Exercise description: Copy out, word for word, the lines of the records below starting at the line that contains "Where can the white" and ending at the line that contains "<point>271,205</point>", including both of those lines.

Records provided:
★ ★ ★

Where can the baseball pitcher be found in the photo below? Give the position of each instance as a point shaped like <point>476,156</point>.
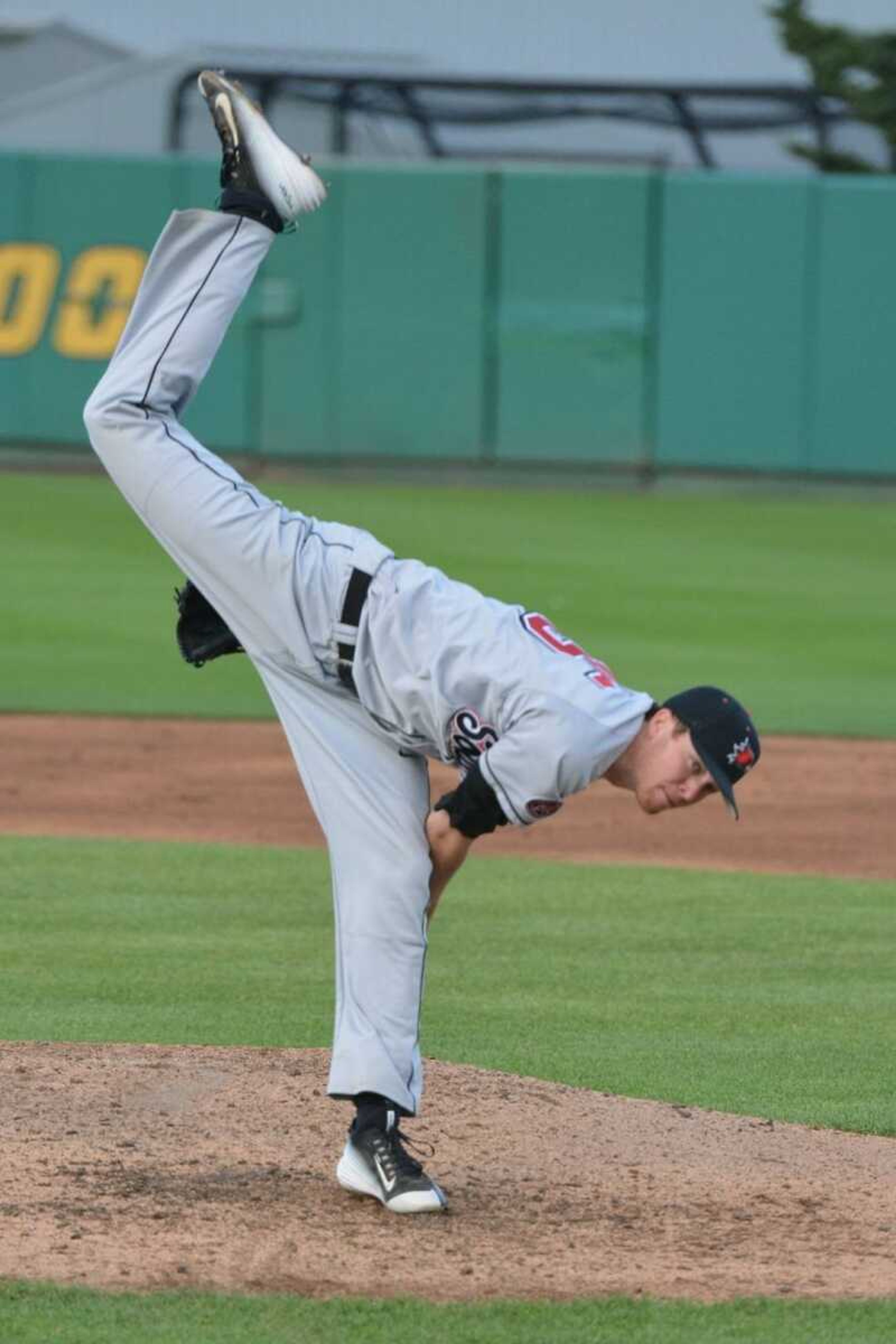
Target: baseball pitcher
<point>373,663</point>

★ ★ ★

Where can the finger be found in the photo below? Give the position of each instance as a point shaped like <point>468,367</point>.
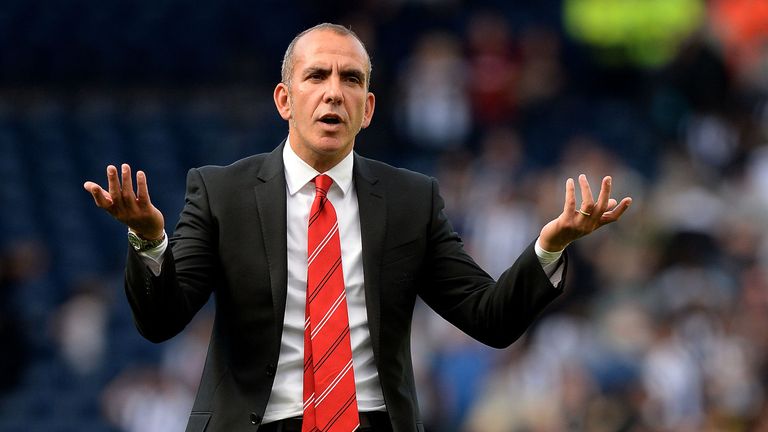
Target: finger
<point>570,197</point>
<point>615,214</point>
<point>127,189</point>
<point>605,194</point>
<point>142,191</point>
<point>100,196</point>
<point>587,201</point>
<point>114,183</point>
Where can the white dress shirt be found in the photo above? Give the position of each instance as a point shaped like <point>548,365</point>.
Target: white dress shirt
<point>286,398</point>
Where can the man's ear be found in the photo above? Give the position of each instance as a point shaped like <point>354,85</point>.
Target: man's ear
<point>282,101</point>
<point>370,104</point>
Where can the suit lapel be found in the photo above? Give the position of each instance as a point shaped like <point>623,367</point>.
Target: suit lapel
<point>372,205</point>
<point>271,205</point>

★ ★ ★

The completed task:
Where can the white dress shirt be found in the photo above? Give the position of each instance as a point shaped like <point>548,365</point>.
Target: white dress shirt
<point>286,398</point>
Where can the man's ear be found in the photo above? Give the position of each instance as a point shaped like <point>354,85</point>.
Target: man's ear
<point>282,101</point>
<point>370,104</point>
Where can the suit lapel be found in the photo above? Give the position of each instance as a point shaped like <point>623,367</point>.
Target: suit lapel
<point>372,205</point>
<point>271,205</point>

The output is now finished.